— Texte source —
§

Paradis fiscaux : la filière canadienne – Barbarde, Caïmans, Bahamas, Nouvelle-Écosse, Ontario…

No 056 - oct. / nov. 2014

Alain Deneault

Paradis fiscaux : la filière canadienne – Barbarde, Caïmans, Bahamas, Nouvelle-Écosse, Ontario…

Claude Vaillancourt

Paradis fiscaux : la filière canadienne – Barbarde, Caïmans, Bahamas, Nouvelle-Écosse, Ontario…, Alain Deneault, Montréal, Écosociété, 2014.

Un débat essentiel

Dans ses essais, Alain Deneault fait preuve d’une remarquable constance. Il situe les paradis fiscaux au centre d’un système tentaculaire qui permet à des individus et à des entreprises d’échapper aux filets de la loi et de l’impôt, et d’enlever toute limite à l’enrichissement, aux dépens des populations qui en souffrent.

§

— Contenu des données —
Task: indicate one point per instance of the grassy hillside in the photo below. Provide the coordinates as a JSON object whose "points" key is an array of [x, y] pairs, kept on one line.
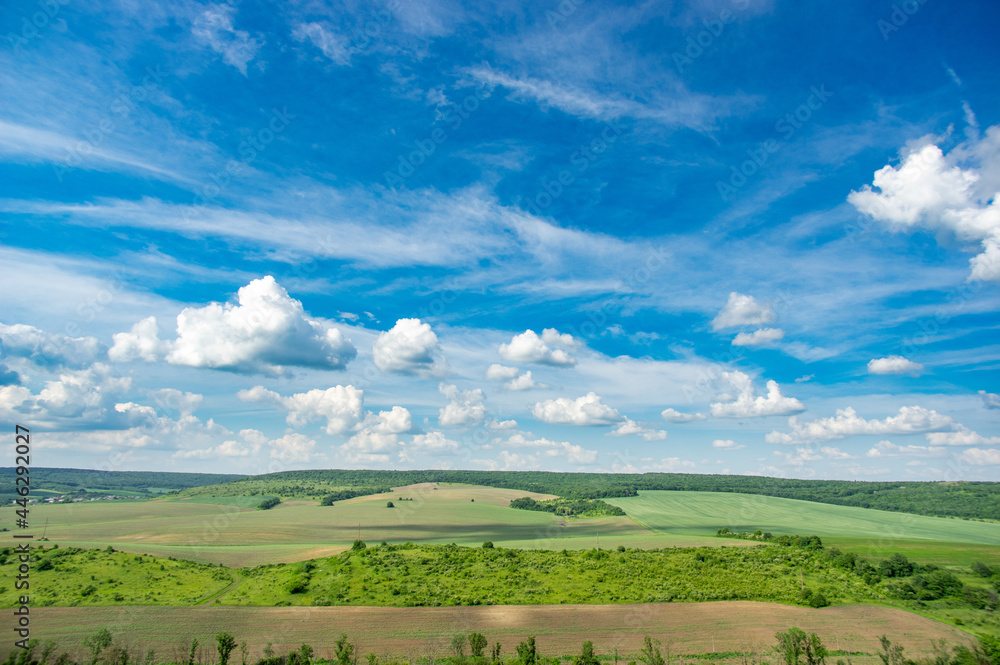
{"points": [[230, 530], [975, 500], [720, 632], [80, 481], [448, 575], [699, 513]]}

§

— Activité —
D'après le texte source, où Alain Deneault situe-t-il les paradis fiscaux dans ses essais ? Servez-vous uniquement du texte source pour répondre.

— Réponse ci-dessous —
Au centre d'un système tentaculaire qui permet à des individus et à des entreprises d'échapper aux filets de la loi et de l'impôt.